__Task directions__
Can you write out all the rows below again, switching every "keypoint" to "marker" and leaving everything else unchanged?

__Items__
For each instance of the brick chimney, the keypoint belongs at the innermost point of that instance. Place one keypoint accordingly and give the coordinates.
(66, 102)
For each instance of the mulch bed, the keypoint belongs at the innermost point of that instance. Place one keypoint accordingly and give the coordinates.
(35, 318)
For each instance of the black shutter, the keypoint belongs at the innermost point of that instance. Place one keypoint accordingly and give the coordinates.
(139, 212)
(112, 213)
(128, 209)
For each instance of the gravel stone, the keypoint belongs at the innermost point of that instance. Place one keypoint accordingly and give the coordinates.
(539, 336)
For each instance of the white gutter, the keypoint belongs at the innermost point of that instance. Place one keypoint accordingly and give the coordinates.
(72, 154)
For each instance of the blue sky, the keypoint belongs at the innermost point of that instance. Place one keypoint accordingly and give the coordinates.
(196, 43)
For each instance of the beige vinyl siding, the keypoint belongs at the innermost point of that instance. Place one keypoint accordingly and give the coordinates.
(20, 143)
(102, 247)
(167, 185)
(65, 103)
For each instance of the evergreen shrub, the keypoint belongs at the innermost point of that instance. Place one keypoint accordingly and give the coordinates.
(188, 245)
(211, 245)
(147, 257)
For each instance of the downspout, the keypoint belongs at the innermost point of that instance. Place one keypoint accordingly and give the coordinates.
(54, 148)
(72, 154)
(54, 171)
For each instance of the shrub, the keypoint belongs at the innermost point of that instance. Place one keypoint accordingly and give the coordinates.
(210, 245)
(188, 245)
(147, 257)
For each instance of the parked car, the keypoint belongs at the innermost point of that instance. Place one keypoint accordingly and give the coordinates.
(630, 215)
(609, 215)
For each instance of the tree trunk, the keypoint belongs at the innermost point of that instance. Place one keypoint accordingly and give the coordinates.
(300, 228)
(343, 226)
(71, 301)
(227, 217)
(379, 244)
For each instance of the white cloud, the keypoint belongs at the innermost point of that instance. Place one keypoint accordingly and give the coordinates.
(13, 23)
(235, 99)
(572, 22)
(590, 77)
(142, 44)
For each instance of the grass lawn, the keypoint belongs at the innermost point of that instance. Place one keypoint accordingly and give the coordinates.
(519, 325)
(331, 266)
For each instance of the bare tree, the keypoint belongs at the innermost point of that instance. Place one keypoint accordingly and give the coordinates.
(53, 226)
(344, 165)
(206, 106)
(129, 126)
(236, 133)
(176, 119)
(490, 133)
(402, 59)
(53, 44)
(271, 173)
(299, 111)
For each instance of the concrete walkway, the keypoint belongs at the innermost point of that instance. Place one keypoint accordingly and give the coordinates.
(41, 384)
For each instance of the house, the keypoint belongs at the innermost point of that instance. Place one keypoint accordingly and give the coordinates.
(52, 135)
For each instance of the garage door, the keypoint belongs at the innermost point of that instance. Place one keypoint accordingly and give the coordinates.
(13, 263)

__Answer to this problem__
For each instance of the brick chimney, the marker belongs at the innermost point of that instance. Place one marker accordingly and give the coordinates.
(66, 102)
For each instance of the mulch bed, the marker belongs at the innermost point of that instance. Place one marker accordingly and give the coordinates.
(35, 318)
For each instance of the black shutter, the marker belongs at the innermost point of that instance. Place one marker accordingly and give the coordinates.
(139, 212)
(112, 213)
(128, 209)
For each instance of the gravel stone, the marker belongs at the innermost point of that instance. Place one marker accordingly and give the coordinates.
(539, 336)
For each instance of the white gutter, the marker belongs at the innermost point of that instance. Place one marker accordingly and give the coordinates.
(72, 154)
For each instance of the blue sky, the marker belongs at the innermost point of that instance. Place one marker accordingly and give the coordinates.
(196, 43)
For each instance of the beige vinyl siding, the marker belongs at the innermost point of that instance. Place one marker accordingly and give the coordinates.
(20, 143)
(102, 247)
(167, 185)
(65, 103)
For each instance of the evergreen shrub, the marker belongs at the innermost point of that instance. Place one marker accordingly and give the coordinates.
(188, 245)
(211, 245)
(147, 257)
For each instance of the downspout, the marker belongs at the innermost point of that instance. Place one marker accordingly and give the coordinates.
(54, 148)
(72, 154)
(54, 171)
For each instance of the shrub, the marker belongs at the innermost point of that instance. Place one marker accordingly and give the coordinates.
(210, 245)
(188, 245)
(147, 257)
For each instance of the parked car, the marker belongs at the innermost point of that instance. Place one marker accordingly and give the coordinates.
(630, 215)
(609, 215)
For each instance of the tree trunk, the marker belongs at the innermost point of that instance. Place one marker accordingly and give the coordinates.
(300, 228)
(343, 226)
(71, 301)
(227, 217)
(379, 244)
For each instance of the white cloud, the marker belongs at the innermost point of that instance. Place one marker accordingly and give the coordinates.
(13, 23)
(235, 99)
(572, 22)
(590, 77)
(142, 44)
For each instance of the grass lawn, the marker belongs at the innermost point of that instance. Place one marker accordingly and give the coordinates.
(519, 325)
(331, 266)
For each instance of the bare tree, the marker belongs at the innermost point of that instance. Place one marker accordingly and give the coordinates.
(53, 226)
(344, 165)
(206, 106)
(129, 126)
(236, 133)
(176, 119)
(490, 133)
(402, 59)
(53, 44)
(271, 173)
(299, 111)
For each instance of the concrete walkway, the marker belongs at the innermost point of that instance. Place one marker accordingly and give the coordinates.
(41, 384)
For each instance of the house, the marker belongs at the innermost point of that instance. Place one marker accordingly and give the coordinates.
(52, 135)
For each instance of the garage door, the marker belongs at the innermost point of that instance. Place one marker accordingly and give the coordinates.
(13, 263)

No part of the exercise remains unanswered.